Start of Records supplied

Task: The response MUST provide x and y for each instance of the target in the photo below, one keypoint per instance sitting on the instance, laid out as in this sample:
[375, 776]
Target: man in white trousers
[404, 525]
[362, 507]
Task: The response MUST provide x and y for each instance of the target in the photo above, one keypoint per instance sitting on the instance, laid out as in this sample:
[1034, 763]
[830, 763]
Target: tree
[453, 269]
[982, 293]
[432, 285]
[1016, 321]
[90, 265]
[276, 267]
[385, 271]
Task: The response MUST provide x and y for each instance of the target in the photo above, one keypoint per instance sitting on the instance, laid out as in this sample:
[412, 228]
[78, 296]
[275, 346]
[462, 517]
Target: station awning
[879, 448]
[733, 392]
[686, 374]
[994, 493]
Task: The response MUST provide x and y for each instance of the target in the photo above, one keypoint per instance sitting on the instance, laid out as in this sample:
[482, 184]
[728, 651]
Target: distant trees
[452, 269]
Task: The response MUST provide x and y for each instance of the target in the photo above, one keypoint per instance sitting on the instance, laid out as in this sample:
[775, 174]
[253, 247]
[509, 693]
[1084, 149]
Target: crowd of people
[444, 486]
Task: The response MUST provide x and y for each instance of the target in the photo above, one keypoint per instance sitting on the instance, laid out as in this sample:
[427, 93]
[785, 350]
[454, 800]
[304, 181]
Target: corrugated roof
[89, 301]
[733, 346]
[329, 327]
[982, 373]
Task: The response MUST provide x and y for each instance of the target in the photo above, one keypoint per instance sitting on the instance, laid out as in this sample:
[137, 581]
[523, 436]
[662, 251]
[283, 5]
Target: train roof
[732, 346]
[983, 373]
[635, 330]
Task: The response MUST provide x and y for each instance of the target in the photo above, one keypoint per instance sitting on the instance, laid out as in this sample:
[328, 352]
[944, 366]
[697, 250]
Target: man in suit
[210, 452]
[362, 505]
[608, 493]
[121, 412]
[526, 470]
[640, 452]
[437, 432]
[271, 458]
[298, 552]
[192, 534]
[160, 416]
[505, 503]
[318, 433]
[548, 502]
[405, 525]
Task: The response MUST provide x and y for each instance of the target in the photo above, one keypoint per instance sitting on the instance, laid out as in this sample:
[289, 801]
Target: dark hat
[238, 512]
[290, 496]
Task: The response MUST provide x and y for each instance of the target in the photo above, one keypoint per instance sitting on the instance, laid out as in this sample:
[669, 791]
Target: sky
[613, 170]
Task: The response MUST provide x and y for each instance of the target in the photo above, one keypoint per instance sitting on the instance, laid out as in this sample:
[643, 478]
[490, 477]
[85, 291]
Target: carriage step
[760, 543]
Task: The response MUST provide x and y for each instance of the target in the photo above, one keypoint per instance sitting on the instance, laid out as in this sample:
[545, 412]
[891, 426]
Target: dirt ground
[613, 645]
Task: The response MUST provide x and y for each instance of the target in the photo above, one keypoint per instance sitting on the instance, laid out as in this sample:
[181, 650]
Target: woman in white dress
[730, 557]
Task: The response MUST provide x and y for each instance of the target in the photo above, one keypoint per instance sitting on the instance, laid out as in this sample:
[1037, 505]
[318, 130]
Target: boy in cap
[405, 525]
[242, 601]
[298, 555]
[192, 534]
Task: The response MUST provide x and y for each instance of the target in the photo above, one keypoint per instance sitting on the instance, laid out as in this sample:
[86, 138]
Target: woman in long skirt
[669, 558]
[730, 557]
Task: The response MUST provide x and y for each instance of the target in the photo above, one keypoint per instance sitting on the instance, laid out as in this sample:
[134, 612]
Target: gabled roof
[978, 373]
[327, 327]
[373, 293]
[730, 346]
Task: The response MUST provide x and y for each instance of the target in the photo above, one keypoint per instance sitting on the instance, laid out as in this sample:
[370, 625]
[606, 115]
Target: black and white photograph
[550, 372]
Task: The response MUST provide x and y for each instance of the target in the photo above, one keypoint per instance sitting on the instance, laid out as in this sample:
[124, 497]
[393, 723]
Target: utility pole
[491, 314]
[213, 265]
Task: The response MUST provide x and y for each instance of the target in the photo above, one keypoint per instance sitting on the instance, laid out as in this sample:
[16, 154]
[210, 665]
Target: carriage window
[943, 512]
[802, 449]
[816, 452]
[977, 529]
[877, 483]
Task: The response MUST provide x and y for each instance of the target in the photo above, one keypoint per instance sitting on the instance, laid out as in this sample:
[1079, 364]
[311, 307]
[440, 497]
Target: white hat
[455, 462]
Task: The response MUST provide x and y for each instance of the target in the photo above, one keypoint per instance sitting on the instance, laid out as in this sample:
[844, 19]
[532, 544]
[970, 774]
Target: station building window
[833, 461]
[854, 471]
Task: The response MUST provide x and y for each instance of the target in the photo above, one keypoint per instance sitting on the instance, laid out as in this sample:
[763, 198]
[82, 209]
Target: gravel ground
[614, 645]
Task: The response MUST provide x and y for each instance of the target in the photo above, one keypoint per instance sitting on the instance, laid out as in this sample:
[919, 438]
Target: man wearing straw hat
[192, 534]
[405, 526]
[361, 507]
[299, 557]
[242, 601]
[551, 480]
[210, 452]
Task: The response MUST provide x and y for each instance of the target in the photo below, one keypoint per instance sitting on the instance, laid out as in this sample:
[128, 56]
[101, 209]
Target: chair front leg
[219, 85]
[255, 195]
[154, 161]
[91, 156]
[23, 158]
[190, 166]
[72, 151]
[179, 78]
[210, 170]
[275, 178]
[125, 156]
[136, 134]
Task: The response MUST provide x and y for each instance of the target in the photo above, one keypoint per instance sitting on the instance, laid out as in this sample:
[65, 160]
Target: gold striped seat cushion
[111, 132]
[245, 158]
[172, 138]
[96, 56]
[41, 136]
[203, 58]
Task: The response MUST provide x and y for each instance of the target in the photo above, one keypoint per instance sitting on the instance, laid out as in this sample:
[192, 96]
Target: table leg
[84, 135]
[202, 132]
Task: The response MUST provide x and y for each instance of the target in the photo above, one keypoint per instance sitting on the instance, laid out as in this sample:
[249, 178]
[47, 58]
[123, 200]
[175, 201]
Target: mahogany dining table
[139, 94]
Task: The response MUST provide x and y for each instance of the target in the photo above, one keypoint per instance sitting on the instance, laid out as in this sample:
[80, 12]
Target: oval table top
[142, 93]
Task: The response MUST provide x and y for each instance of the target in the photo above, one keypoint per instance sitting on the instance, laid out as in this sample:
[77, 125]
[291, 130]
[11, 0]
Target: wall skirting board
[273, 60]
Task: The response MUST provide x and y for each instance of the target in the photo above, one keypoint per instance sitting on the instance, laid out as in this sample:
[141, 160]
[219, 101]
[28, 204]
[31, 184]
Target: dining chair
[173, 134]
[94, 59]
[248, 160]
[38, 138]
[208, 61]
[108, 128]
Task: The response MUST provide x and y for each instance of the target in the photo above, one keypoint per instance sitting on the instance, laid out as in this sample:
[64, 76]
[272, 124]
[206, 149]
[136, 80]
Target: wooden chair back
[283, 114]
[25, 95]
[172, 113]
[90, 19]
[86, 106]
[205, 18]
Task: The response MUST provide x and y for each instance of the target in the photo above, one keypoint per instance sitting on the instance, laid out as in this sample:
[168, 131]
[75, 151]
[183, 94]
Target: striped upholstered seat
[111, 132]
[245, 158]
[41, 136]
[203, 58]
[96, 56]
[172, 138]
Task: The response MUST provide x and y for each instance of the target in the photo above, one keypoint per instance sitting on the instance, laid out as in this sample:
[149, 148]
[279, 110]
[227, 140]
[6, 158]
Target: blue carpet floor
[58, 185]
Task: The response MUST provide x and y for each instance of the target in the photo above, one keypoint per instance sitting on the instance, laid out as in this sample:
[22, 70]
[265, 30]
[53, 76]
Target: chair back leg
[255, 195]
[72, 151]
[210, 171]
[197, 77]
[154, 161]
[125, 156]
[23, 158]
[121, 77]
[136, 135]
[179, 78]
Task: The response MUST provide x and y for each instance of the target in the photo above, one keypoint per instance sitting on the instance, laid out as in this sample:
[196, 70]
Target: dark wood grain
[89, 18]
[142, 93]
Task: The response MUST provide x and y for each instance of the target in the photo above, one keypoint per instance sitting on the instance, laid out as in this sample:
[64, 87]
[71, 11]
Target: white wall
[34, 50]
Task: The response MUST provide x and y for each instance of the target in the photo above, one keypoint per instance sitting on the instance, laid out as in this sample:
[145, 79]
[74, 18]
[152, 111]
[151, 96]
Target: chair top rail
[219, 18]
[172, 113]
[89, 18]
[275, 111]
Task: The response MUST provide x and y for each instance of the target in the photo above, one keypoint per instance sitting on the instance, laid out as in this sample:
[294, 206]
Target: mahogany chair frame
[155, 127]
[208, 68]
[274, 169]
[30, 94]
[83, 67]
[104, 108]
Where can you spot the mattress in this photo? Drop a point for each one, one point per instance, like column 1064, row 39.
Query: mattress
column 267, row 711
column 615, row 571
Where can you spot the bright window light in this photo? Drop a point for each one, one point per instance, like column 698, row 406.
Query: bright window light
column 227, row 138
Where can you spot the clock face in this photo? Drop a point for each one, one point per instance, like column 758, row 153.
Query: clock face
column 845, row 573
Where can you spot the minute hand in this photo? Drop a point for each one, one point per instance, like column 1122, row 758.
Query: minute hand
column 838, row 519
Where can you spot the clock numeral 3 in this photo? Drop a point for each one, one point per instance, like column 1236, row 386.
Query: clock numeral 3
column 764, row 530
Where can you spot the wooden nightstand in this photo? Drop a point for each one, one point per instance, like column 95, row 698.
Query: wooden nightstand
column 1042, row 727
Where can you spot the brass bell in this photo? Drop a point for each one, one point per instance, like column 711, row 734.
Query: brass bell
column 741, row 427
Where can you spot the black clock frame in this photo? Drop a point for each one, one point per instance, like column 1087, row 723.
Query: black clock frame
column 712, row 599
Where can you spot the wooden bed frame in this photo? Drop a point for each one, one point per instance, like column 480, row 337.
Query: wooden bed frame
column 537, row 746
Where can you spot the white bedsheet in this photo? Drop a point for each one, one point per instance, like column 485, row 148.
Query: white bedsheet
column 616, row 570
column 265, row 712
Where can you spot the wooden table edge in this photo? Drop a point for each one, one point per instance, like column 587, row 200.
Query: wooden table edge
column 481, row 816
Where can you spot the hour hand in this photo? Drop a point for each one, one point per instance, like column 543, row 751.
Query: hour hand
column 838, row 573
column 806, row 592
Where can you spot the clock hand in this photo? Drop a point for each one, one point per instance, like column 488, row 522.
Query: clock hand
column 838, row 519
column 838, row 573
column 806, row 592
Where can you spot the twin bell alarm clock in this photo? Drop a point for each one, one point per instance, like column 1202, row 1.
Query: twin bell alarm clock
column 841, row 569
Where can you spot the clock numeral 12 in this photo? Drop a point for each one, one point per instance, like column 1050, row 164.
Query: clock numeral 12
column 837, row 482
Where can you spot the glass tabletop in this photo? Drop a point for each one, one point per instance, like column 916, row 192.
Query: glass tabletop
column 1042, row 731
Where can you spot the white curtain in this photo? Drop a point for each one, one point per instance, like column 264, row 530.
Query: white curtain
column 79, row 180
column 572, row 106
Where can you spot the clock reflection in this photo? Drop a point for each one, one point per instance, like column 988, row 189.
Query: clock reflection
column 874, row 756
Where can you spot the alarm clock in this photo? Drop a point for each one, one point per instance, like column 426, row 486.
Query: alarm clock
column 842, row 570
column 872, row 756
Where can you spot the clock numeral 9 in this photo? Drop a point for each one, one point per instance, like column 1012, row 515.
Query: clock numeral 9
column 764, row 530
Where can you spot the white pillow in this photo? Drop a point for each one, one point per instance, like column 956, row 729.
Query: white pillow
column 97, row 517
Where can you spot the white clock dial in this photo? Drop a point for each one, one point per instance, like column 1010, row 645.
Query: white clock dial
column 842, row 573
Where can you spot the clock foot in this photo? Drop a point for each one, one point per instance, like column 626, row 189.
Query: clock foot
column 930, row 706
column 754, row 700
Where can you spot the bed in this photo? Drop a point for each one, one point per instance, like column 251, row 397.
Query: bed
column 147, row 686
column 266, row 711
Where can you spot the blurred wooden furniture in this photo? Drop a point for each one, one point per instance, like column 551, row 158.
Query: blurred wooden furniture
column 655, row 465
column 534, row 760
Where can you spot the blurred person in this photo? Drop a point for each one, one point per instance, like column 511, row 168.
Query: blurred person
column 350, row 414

End of Records supplied

What you will do:
Rewrite the entries from the line with "Where can you spot the wooden bed" to the line with "column 841, row 569", switching "hour hand" to "minute hand" and changing nothing else. Give only those lines.

Reply to the task:
Where can you spot the wooden bed frame in this photo? Drop a point for each one, one point per instance, like column 480, row 337.
Query: wooden bed frame
column 537, row 746
Where can you spot the white bedsheet in this photo? Drop a point for each one, one point per instance, like column 485, row 148.
Query: white bedsheet
column 616, row 570
column 265, row 712
Where can you spot the wooden table edge in this photo? Drop a point for each one, one point per instance, like column 587, row 200.
Query: wooden table edge
column 481, row 816
Where can you spot the minute hand in this photo? Drop a point for each one, one point per instance, like column 543, row 751.
Query: minute hand
column 838, row 573
column 806, row 592
Where can you spot the clock hand in this photo? Drop a point for each one, one point per instance, like column 488, row 522.
Query: clock hand
column 838, row 519
column 838, row 573
column 806, row 592
Where can you spot the twin bell alarm clock in this photo? Drop a point for each one, one point per instance, like column 1202, row 1.
Query: twin bell alarm clock
column 841, row 569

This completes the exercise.